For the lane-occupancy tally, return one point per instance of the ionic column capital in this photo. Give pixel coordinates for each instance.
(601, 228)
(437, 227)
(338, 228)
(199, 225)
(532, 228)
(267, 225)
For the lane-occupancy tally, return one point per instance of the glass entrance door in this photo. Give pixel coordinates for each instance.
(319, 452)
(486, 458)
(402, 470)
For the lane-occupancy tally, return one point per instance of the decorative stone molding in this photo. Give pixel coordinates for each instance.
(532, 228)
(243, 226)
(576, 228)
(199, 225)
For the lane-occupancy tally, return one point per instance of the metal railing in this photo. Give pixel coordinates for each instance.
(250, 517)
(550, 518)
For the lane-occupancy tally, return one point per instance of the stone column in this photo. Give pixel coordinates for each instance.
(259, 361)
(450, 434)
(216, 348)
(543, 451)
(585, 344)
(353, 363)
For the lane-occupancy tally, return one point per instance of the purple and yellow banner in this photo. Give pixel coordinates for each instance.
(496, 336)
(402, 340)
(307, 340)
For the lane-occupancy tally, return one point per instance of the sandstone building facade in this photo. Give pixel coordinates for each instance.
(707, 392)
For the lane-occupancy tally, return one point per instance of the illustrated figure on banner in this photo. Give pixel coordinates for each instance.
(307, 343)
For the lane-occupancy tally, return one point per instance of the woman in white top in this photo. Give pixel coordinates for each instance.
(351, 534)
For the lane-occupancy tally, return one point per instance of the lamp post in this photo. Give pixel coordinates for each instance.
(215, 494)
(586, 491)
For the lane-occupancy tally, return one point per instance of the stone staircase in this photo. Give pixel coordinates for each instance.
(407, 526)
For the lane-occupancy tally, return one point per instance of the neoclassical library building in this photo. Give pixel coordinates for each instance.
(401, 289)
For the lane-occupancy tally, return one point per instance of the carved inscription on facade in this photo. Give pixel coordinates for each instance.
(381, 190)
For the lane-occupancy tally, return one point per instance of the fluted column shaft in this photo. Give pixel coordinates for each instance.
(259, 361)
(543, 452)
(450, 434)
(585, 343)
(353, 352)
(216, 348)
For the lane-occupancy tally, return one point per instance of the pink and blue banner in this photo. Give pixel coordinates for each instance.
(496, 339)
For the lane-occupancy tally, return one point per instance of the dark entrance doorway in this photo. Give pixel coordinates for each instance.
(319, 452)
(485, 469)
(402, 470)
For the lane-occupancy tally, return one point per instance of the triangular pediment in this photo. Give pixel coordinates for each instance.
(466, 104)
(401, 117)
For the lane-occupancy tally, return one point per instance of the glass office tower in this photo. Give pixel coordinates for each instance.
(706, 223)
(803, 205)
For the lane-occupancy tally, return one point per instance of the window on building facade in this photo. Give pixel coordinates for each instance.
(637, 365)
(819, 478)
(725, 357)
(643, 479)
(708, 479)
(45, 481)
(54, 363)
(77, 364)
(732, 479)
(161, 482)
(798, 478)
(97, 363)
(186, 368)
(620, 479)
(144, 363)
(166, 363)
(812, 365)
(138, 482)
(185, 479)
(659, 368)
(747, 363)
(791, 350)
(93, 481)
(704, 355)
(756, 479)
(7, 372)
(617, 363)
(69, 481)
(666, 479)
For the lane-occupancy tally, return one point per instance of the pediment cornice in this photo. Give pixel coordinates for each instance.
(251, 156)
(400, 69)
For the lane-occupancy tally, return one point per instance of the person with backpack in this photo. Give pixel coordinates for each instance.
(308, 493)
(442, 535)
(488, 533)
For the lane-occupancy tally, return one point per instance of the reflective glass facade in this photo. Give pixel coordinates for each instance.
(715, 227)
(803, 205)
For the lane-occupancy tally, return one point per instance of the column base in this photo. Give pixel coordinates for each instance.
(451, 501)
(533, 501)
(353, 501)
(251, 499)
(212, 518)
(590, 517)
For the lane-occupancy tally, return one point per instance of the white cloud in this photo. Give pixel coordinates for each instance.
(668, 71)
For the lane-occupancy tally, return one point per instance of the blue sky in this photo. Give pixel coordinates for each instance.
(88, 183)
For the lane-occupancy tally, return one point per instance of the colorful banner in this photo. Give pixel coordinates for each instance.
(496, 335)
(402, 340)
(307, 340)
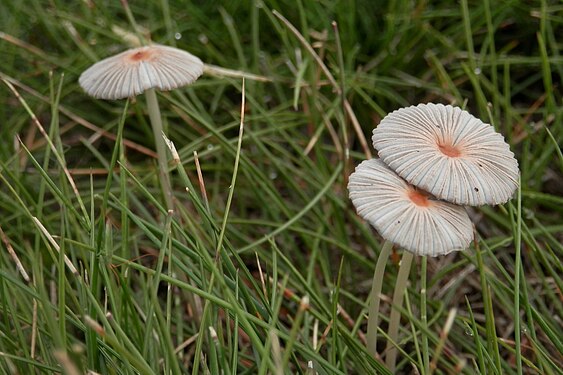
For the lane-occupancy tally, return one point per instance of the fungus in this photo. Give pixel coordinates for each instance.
(449, 153)
(139, 70)
(409, 217)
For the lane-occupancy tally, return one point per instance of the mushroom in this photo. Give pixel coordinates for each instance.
(449, 153)
(410, 217)
(139, 70)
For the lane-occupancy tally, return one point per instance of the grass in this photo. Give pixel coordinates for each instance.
(264, 267)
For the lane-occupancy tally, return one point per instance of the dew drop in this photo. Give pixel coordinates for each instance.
(202, 38)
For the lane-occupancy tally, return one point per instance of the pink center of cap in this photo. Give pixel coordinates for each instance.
(419, 198)
(142, 55)
(449, 150)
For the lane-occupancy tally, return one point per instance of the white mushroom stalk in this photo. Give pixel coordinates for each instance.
(139, 70)
(449, 153)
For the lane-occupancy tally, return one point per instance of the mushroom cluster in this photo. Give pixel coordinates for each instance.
(433, 157)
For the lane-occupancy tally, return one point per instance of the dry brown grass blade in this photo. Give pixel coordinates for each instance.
(79, 120)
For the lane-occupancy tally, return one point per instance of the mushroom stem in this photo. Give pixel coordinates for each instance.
(395, 318)
(373, 309)
(156, 122)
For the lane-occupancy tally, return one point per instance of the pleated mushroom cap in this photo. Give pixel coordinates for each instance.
(132, 72)
(406, 215)
(449, 153)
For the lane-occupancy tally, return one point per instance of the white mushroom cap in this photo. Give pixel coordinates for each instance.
(132, 72)
(405, 215)
(449, 153)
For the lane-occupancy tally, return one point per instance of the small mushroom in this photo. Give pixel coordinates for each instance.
(134, 71)
(139, 70)
(406, 215)
(448, 152)
(411, 218)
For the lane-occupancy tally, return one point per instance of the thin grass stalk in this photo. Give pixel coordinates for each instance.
(158, 131)
(395, 318)
(424, 315)
(517, 271)
(375, 299)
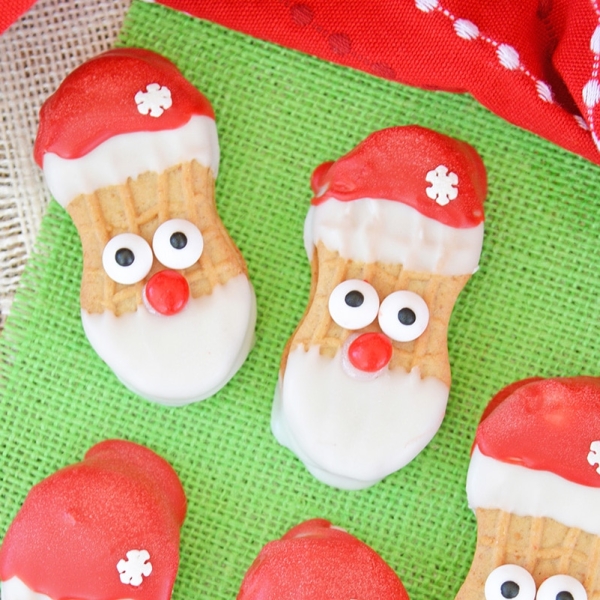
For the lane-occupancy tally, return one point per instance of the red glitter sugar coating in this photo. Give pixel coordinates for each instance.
(76, 525)
(545, 425)
(314, 561)
(97, 102)
(392, 164)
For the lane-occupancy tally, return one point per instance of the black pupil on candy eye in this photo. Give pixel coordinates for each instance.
(407, 317)
(178, 240)
(509, 589)
(354, 299)
(124, 257)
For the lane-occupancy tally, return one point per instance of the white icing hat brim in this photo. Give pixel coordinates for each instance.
(129, 155)
(373, 230)
(494, 484)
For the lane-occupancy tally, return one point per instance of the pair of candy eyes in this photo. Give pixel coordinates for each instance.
(177, 244)
(403, 315)
(512, 582)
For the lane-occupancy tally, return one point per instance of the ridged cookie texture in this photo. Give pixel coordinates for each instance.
(393, 233)
(129, 147)
(534, 484)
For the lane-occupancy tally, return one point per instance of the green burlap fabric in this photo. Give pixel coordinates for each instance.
(532, 309)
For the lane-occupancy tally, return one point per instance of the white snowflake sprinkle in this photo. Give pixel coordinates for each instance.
(466, 29)
(135, 567)
(154, 101)
(581, 122)
(591, 93)
(595, 41)
(508, 57)
(544, 91)
(426, 5)
(594, 455)
(443, 184)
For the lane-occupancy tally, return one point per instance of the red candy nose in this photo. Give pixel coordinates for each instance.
(370, 352)
(167, 292)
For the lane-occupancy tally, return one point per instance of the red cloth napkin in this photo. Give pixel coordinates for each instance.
(533, 62)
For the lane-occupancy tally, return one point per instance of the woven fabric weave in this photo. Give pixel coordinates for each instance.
(530, 310)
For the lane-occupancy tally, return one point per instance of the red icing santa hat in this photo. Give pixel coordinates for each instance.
(316, 560)
(537, 452)
(404, 194)
(107, 110)
(104, 528)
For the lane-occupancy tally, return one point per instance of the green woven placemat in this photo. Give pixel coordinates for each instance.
(532, 309)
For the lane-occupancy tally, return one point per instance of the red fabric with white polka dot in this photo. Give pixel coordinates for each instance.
(535, 62)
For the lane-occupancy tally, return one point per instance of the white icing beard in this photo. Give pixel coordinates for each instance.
(187, 357)
(350, 434)
(15, 589)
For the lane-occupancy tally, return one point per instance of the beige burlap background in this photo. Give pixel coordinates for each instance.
(36, 54)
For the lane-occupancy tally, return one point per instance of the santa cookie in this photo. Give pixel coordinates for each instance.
(394, 232)
(129, 148)
(534, 484)
(315, 561)
(106, 528)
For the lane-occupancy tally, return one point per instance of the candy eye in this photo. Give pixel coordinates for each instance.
(177, 244)
(509, 581)
(353, 304)
(127, 258)
(561, 587)
(403, 316)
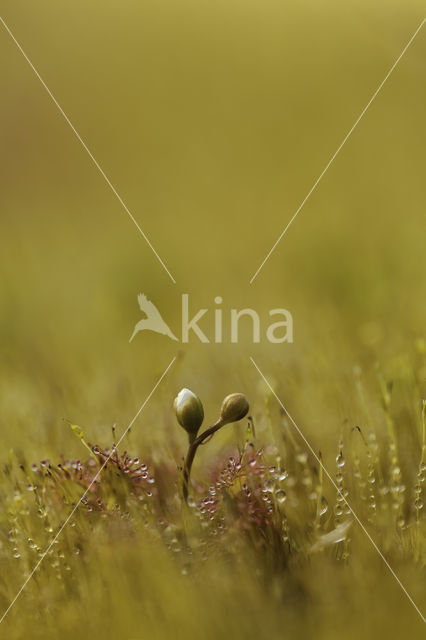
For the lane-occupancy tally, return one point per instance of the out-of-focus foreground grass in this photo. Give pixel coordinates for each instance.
(212, 120)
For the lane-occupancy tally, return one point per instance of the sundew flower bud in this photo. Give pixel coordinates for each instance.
(234, 407)
(189, 412)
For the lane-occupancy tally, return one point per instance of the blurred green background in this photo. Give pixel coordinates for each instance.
(212, 120)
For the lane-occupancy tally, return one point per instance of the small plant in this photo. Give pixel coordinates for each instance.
(190, 414)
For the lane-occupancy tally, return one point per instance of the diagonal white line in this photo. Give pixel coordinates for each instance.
(340, 493)
(52, 542)
(85, 147)
(329, 163)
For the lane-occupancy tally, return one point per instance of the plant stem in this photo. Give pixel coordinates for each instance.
(193, 450)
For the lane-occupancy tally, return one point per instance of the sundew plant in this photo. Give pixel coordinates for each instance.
(212, 320)
(257, 530)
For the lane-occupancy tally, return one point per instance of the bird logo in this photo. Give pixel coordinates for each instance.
(153, 320)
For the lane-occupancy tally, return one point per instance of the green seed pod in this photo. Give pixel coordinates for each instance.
(189, 412)
(234, 407)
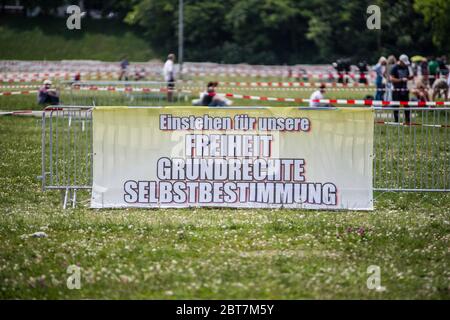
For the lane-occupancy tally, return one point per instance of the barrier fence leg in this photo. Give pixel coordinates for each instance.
(66, 194)
(74, 198)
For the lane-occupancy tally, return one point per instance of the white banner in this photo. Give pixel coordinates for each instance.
(281, 157)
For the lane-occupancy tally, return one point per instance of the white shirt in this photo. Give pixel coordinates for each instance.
(316, 95)
(168, 71)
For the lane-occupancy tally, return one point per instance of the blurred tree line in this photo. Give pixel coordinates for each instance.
(284, 31)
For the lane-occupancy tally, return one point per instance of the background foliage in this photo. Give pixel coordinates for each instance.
(280, 31)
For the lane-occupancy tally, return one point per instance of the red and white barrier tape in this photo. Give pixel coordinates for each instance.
(414, 124)
(341, 101)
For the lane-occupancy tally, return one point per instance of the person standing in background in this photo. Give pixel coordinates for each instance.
(124, 69)
(169, 76)
(433, 70)
(380, 70)
(391, 62)
(423, 66)
(400, 75)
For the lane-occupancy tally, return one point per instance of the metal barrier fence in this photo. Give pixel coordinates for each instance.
(409, 157)
(108, 93)
(414, 154)
(67, 151)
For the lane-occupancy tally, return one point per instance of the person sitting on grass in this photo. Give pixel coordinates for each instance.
(47, 95)
(420, 93)
(440, 89)
(210, 98)
(319, 95)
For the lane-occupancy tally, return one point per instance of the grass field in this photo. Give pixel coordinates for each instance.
(49, 39)
(209, 253)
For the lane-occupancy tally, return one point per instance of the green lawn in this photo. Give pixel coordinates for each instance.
(210, 253)
(49, 39)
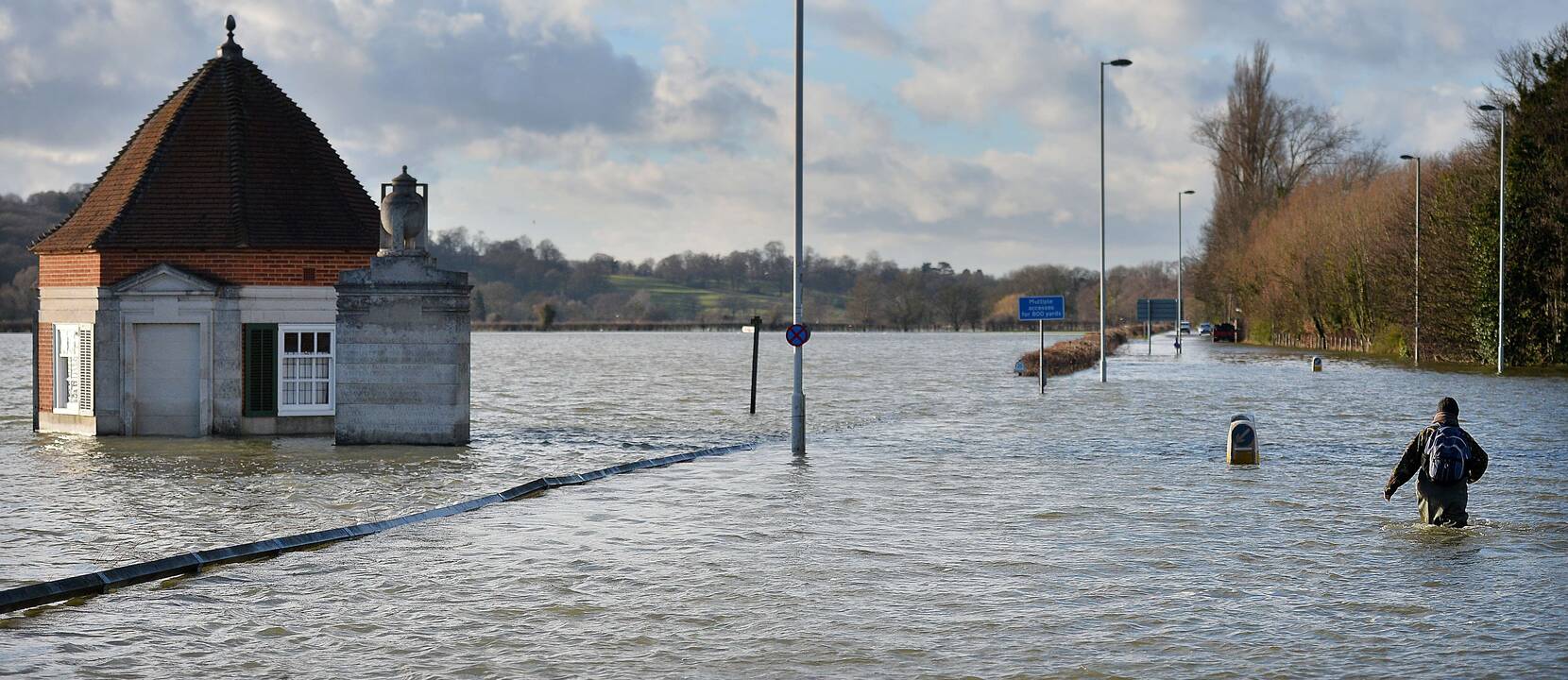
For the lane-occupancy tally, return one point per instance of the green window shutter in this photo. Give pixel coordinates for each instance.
(261, 368)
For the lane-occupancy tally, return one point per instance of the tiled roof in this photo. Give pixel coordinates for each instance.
(228, 162)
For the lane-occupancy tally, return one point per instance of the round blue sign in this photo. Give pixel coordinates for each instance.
(797, 334)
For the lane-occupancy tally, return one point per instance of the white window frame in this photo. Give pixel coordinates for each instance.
(73, 340)
(332, 368)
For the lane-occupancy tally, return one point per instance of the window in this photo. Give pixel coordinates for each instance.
(261, 370)
(304, 370)
(74, 368)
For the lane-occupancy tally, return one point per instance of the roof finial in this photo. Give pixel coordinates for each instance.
(230, 49)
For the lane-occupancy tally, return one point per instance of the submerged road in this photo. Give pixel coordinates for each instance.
(947, 520)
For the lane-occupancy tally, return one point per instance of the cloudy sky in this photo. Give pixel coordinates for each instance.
(959, 130)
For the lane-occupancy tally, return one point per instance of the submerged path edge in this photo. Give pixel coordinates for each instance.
(94, 583)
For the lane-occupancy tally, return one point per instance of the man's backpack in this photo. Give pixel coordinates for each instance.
(1446, 454)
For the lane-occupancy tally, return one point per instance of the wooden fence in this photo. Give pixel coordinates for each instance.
(1337, 342)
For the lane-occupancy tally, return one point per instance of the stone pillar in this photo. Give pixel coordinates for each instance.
(403, 342)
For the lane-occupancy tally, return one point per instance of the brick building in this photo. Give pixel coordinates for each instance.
(192, 290)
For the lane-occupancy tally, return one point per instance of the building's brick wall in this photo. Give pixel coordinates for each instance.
(237, 268)
(45, 367)
(77, 268)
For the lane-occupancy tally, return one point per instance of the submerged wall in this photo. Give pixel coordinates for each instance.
(403, 353)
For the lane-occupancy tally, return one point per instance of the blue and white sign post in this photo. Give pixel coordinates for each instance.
(1042, 307)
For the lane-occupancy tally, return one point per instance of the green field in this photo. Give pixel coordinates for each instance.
(689, 301)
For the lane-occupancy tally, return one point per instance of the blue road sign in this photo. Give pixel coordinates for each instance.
(1043, 307)
(797, 334)
(1157, 309)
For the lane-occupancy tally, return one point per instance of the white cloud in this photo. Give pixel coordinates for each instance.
(534, 116)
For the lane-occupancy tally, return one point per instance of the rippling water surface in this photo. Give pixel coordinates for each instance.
(949, 520)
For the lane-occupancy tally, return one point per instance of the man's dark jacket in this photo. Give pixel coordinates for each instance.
(1415, 459)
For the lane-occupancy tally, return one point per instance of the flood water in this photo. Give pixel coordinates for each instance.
(949, 520)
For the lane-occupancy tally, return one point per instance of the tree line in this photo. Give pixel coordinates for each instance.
(1314, 228)
(520, 280)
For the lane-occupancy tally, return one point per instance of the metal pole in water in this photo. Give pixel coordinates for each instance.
(756, 342)
(1418, 252)
(1102, 64)
(1042, 364)
(35, 304)
(798, 397)
(1102, 221)
(1503, 187)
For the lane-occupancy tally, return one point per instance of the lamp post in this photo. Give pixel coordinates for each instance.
(798, 397)
(1102, 64)
(1181, 312)
(1503, 157)
(1418, 252)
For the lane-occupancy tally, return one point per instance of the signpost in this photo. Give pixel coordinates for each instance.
(1157, 309)
(756, 337)
(797, 334)
(1042, 307)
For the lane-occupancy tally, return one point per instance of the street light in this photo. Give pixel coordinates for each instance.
(1503, 157)
(798, 395)
(1418, 252)
(1181, 312)
(1102, 64)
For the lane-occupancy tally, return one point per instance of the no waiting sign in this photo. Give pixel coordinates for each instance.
(797, 334)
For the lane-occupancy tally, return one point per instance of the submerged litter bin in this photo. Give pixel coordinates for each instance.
(1240, 444)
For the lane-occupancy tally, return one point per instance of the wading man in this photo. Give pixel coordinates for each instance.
(1444, 461)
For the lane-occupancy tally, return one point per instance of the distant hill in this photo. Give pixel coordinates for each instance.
(21, 221)
(522, 282)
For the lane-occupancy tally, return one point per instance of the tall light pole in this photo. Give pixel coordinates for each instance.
(1418, 252)
(1181, 312)
(797, 432)
(1503, 188)
(1102, 64)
..........
WHAT THE TASK ASKS —
Print, without any change, the line containing "of the flood" and each line after it to the end of the material.

EXERCISE RESULT —
For the lane-occupancy tally, return one point per instance of the flood water in this photo. Give pixel coordinates for each instance.
(949, 520)
For the lane-occupancy tally, return one point per instance of the tree line in this photo. Give pixel coordinates for each instance.
(1314, 228)
(520, 280)
For the lane-occupancy tally, return one point per instance of the metal pole in water in this photo. Give pixel coordinates for each instance.
(756, 342)
(1418, 252)
(1102, 64)
(1042, 364)
(35, 304)
(798, 397)
(1102, 221)
(1503, 187)
For the lane-occupancy tally, return one point per instance of the lamp post in this photo. Give pixel coordinates for each instance.
(798, 397)
(1102, 64)
(1181, 312)
(1503, 157)
(1418, 252)
For the lane-occupancy tally, return one point per instance of the signpost in this photo. Give pixel coordinates for each instance.
(1157, 309)
(756, 337)
(797, 334)
(1042, 307)
For the lane-occupancy tally, return one point per instance of the street light in this photo. Give pixel coordinates for each instance.
(1503, 157)
(798, 395)
(1418, 252)
(1181, 312)
(1102, 64)
For the lane-occupancy tally, return one point per instance of the no waiting sign in this photo. Give pixel coordinates for each instance.
(797, 334)
For the lane-occupancy tally, return one point per instance of the submerged litter bin in this photo. Give pixel coordinates for each instance.
(1240, 444)
For the lane-occupancy tally, return one point per instance of the wading man in this photo. Give pixel coordinates for each instance.
(1444, 461)
For the lane-occupancy tally, return one point per instance of the distant hill in this photo. Give pixel coordinates for each instance.
(21, 221)
(522, 282)
For the lane-occupancy tally, return one point per instance of the tall light pole in this photo. Give pixel coordinates for each instance.
(1418, 252)
(1181, 312)
(797, 432)
(1503, 188)
(1102, 64)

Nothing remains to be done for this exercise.